• Consignes de travail
A – D'après le texte sur les nouvelles thérapies de l'hémophilie, quelles molécules ont été évaluées au stade préclinique dans le laboratoire UR4609 ?
B – Reprenez le texte sur les nouvelles thérapies de l'hémophilie et poursuivez-le après sa dernière phrase.

• Document source
────────────────────────────────────────

Parmi ces avancées, on trouve des anticorps monoclonaux bispécifiques imitant l’activité hémostatique du FVIII activé, la réduction de la synthèse d’antithrombine par l’utilisation de siARN, ainsi que des inhibiteurs ciblant le TFPI ou la protéine C activée. Un facteur VIII recombinant hautement amélioré, doté d’une demi-vie ultra-longue, a également été développé. Ces nouvelles thérapies ont le potentiel de transformer profondément les stratégies de traitement des patients hémophiles, modifiant ainsi les approches traditionnelles.
Certaines de ces molécules (siARN anti-antithrombine, serpine PC et Mim8) ont été évaluées au stade préclinique dans notre laboratoire UR4609, avant de faire l’objet de rigoureux essais cliniques au sein de notre centre. Lyon bénéficie ainsi d’une activité de recherche clinique et pré-clinique particulièrement dynamique dans le domaine des thérapeutiques de l’hémophilie, avec de nombreuses études académiques et industrielles réalisées au cours des cinq dernières années. Actuellement, plusieurs essais cliniques sont en cours dans notre centre, y compris des essais de thérapie génique et bientôt d’édition génomique.

────────────────────────────────────────

• Extrait de données
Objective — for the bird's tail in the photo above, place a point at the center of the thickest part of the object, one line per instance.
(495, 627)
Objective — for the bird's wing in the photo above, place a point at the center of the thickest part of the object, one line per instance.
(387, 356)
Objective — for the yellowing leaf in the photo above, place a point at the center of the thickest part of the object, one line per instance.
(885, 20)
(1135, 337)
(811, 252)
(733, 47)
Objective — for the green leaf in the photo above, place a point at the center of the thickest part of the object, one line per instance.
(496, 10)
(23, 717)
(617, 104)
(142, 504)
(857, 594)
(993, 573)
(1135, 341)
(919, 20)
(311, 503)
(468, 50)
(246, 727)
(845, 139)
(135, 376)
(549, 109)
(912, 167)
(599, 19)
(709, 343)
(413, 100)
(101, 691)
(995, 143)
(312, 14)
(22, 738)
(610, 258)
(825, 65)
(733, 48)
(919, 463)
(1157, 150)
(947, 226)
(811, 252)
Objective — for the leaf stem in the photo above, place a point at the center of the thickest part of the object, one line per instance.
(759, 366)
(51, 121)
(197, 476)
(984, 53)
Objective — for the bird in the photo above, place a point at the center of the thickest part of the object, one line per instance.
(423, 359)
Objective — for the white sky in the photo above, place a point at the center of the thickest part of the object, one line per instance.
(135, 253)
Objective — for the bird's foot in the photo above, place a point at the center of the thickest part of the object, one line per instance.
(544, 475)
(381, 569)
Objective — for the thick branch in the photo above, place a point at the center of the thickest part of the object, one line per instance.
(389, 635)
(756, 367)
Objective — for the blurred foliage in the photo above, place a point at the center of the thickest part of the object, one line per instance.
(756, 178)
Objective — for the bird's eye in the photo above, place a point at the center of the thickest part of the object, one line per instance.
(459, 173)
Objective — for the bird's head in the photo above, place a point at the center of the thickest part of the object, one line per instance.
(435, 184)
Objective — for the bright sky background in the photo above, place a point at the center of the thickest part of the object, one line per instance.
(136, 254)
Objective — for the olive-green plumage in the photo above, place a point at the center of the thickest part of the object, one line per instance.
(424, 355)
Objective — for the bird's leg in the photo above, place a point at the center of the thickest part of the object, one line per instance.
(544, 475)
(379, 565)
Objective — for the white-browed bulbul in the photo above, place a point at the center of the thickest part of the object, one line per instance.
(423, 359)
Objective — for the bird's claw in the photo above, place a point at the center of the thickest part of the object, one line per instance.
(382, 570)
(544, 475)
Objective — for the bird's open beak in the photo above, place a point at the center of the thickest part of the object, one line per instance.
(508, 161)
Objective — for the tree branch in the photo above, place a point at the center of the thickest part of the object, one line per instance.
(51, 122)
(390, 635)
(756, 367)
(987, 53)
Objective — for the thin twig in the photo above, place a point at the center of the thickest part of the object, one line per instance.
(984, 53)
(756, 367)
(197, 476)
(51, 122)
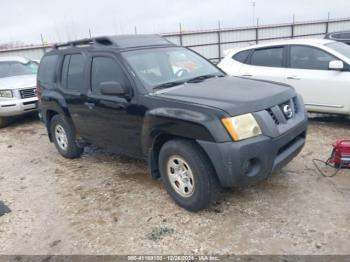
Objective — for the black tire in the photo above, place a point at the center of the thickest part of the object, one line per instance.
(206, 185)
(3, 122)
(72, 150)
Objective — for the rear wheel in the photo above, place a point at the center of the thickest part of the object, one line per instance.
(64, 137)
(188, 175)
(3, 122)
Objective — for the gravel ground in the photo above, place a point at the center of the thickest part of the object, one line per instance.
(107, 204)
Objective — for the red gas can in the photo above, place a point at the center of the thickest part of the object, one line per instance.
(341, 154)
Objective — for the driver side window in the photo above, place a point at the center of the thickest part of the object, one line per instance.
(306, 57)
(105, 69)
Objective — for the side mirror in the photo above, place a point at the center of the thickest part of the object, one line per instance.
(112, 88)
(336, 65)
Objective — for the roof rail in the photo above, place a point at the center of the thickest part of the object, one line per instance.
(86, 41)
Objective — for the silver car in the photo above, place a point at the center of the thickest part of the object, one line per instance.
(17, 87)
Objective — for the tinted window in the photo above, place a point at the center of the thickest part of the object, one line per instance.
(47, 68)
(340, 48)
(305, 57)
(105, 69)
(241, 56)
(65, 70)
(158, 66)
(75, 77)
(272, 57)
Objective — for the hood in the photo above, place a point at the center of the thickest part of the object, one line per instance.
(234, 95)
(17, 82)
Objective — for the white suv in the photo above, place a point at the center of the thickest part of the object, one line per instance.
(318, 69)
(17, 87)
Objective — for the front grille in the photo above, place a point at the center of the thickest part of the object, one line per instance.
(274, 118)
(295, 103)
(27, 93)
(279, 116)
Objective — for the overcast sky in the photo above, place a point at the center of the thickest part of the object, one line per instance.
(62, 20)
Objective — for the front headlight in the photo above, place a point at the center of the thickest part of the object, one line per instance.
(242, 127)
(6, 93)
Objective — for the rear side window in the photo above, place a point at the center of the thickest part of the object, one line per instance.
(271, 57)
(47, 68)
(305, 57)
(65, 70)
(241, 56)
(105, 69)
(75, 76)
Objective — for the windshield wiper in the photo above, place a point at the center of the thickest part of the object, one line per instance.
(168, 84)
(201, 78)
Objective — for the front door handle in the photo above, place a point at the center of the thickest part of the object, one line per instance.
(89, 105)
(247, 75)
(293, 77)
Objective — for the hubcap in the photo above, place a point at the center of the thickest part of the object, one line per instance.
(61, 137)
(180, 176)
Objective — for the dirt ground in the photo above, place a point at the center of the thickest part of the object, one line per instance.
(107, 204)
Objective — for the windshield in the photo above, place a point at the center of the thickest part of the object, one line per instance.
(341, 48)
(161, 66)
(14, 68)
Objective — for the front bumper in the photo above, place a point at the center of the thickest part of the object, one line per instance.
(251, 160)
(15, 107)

────────────────────────────────────────

• Corrigé des exercices
A – Le siARN anti-antithrombine, la serpine PC et Mim8.

B –
ACTIONS DE FORMATION
L’hémostase clinique est une surdiscipline d’hématologie qui rencontre une pénurie de praticiens en France et en Europe. Consciente de l’enjeu majeur de la formation des médecins pour cette activité clinique, qui recrute des praticiens issus de spécialités différentes comme la biologie médicale, l’hématologie, la pédiatrie, la rhumatologie, la médecine interne, ou la médecine générale, l’équipe de Lyon a créé en 2006 et en 2010 deux diplômes universitaires d’hémostase clinique et d’hémostase biologique respectivement. Récemment, ces enseignements ont laissé place à un Diplôme Inter Universitaire National d’Hémostase et Thrombose auquel participent activement les membres de l’équipe lyonnaise. En parallèle, un DIU européen d’Hémostase Clinique créé en 2022 est piloté par l’équipe lyonnaise et il vient d’élargir son périmètre avec un enseignement en anglais et des partenariats universitaires en France, en Italie, en Suisse, en Autriche, en Belgique et aux Pays-Bas. L’équipe assure également la coordination du groupe de travail e-learning de la société savante européenne EAHAD et organise des webinaires et podcasts mensuels sur diverses thématiques concernant les pathologies hémorragiques.
Certains membres de l’équipe sont impliqués dans le pilotage des sociétés savantes nationales (C. Vinciguerra et S. Meunier font partie du bureau de la SFTH, C. Nougier fait partie du groupe BIMHO) et internationales (Yesim Dargaud est co-chair du sous-comité FVIII-FIX de l’ISTH et membre du steering committee du registre européen EUHASS de l’EAHAD, elle est également membre du groupe de travail EAHAD sur les déficits rares de coagulation).

PERSPECTIVES
L’équipe s’enrichit constamment de l’arrivée de jeunes talents qui prennent le flambeau des actions cliniques
(Dr S. Désage), biologiques (Dr Y. Jourdy, Dr E. Jousselme, Dr A. Dericquebourg et Dr H. Rezigue) et de recherche fondamentale (Dr A. Leuci). Cette capacité de renouvellement permanent est la garantie de la poursuite et de l’amélioration future des activités menées par l’équipe actuelle. Nous avons récemment développé un nouveau partenariat de recherche avec l’équipe du Pr Philippe Connes, spécialisée dans les pathologies des globules rouges et plus particulièrement sur la drépanocytose, ce qui nous a permis d’ouvrir un nouvel axe de recherche sur les interactions hémostase et globules rouges et de remporter en 2024 un appel à projet européen Marie Curie qui témoigne de la solidité de cette jeune coopération.